## The data
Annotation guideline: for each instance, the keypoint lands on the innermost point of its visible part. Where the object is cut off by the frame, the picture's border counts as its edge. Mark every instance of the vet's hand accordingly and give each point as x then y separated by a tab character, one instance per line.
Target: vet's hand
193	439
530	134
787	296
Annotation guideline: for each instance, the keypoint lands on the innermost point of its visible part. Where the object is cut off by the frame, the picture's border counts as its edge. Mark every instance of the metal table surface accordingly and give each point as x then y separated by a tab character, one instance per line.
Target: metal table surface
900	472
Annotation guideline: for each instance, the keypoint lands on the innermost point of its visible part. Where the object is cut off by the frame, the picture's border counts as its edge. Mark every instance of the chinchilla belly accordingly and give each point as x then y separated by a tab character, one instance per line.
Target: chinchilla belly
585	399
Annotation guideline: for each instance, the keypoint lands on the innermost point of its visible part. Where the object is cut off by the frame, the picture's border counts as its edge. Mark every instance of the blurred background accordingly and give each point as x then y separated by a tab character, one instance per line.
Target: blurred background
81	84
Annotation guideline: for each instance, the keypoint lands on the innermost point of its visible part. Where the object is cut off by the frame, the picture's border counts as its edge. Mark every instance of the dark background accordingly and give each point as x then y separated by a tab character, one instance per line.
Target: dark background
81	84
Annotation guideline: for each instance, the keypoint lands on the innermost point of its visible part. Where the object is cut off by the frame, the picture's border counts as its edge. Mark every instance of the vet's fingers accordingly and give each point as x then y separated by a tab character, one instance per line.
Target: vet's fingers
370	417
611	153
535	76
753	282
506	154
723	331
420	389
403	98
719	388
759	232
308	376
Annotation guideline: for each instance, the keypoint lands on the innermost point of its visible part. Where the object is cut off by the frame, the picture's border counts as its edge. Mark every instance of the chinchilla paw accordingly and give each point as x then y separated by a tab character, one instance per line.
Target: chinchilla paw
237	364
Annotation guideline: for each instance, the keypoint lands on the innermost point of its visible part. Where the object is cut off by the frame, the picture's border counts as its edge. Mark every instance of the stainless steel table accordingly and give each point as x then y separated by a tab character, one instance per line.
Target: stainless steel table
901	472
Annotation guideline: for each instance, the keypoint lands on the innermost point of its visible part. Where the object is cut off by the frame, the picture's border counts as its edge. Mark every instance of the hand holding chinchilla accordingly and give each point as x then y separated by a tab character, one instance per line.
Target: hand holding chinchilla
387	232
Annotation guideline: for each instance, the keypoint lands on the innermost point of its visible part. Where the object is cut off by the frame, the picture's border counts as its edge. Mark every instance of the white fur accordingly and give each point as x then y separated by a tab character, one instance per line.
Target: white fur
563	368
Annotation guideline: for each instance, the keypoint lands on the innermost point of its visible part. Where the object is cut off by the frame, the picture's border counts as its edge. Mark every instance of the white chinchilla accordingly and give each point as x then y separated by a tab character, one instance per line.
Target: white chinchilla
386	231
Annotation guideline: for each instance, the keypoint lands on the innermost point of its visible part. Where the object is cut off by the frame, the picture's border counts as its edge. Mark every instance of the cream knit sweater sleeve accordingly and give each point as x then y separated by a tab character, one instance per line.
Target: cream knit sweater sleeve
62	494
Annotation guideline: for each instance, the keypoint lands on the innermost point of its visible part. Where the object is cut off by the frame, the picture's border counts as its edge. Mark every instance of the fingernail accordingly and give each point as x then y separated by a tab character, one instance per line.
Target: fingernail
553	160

## Task details
Reproduce each line above exactly.

## Result for this task
Annotation guideline: for each instance, the keypoint lands on the innermost point of its visible part. Where the object is cut off by the frame, the picture's border counts as its edge. Mark every instance of the vet's hand accordingly and give each point as x then y separated by a tab character, one instance per line.
Target: vet's hand
193	439
530	134
787	296
Annotation guideline: for each instance, the keypoint lands on the innermost point of its visible part. Where the object is cut off by the frame, the picture's border counts as its edge. Mark every instance of the metal table surface accordingly and give each point as x then y separated by a tab character, one instance per line.
Target: metal table surface
900	472
Annotation guideline: for each instance, the keypoint lands on the innermost point of its visible part. Where the object is cut off by the frame, the picture's border counts as its edge. Mark every instance of the chinchilla belly accordingly and give each point as x then y separated by a tab character, one instance per line.
Target: chinchilla belly
585	399
Annotation guideline: for each instance, the keypoint lands on the innermost point of its visible part. Where the object is cut off by the frame, the picture's border counts as its edge. Mark every instance of the blurred background accordingly and give each point as x then y separated by a tab character, one instance per line.
Target: blurred background
81	84
Annotation guideline: for each instance, the keypoint lands on the innermost point of its visible part. Where the object is cut off by the frame, the picture's border counts as its edge. Mark every instance of the dark background accordingly and give each point as x then y separated by a tab character, one instance per line.
Target: dark background
81	84
Annotation guideline: for each instance, the keypoint lands on the innermost point of its visible part. Where the object is cut off by the frame, the picture's border counts as its edge. Mark every instance of the vet's fingers accordingly and give each point as x then y separated by a tab character, one instance per line.
Target: vet's fingers
370	417
611	153
535	76
753	282
506	154
723	331
420	389
403	98
719	388
759	232
308	376
Annotation guideline: for each instance, the keypoint lands on the innermost point of its visible part. Where the object is cut off by the frame, the picture's border counts as its edge. Mark every instance of the chinchilla paw accordingly and give each point as x then y separated by a tab character, one instance per line.
Target: chinchilla paw
237	364
Annotation guideline: for each instance, the keypoint lands on the innermost point of its visible part. Where the object is cut off by the frame, the picture's border counts as its edge. Mark every instance of the stainless steel table accordingly and give each point as x then y separated by a tab character, one instance per line.
Target: stainless steel table
901	472
Annotation guideline: for each instance, the keypoint lands on the innermost point of its visible part. Where the object is cut off by the frame, the picture's border counts as its edge. Mark every instance of the hand holding chinchilla accordingly and give each point as x then y separated by a tab character, one instance per line.
Target: hand holding chinchilla
387	232
Annotation guideline: for each instance, the keypoint lands on the innermost point of its visible part. Where the object is cut off by the frame, the picture's border counts as its edge. Mark every instance of the white fur accordingly and give each point as x then y separated by a tab character, one instance per line.
Target: white fur
563	368
Annotation guideline: for each instance, the keypoint lands on the innermost point of its visible part. Where the object is cut off by the frame, the picture's border counts as its edge. Mark every instance of the white chinchilla accordingly and give each point as x then y separated by a tab character, one instance per line.
Target: white chinchilla
386	231
Annotation guideline: for each instance, the keypoint lands on the innermost point of its visible part. Where the object is cut off by the frame, the picture's border counts as its edge. Mark every instance of the cream knit sweater sleeve accordingly and give each point as x then y separated by a tab character, one instance per line.
Target: cream knit sweater sleeve
62	494
Annotation guideline: for each instance, the keypoint lands on the innermost point of its visible part. Where the object is cut off by the frame, the picture's border counts as its edge. Mark every instance of the fingernail accordingly and give each point as x then y separated by a tab character, one instance per line.
Target: fingernail
553	160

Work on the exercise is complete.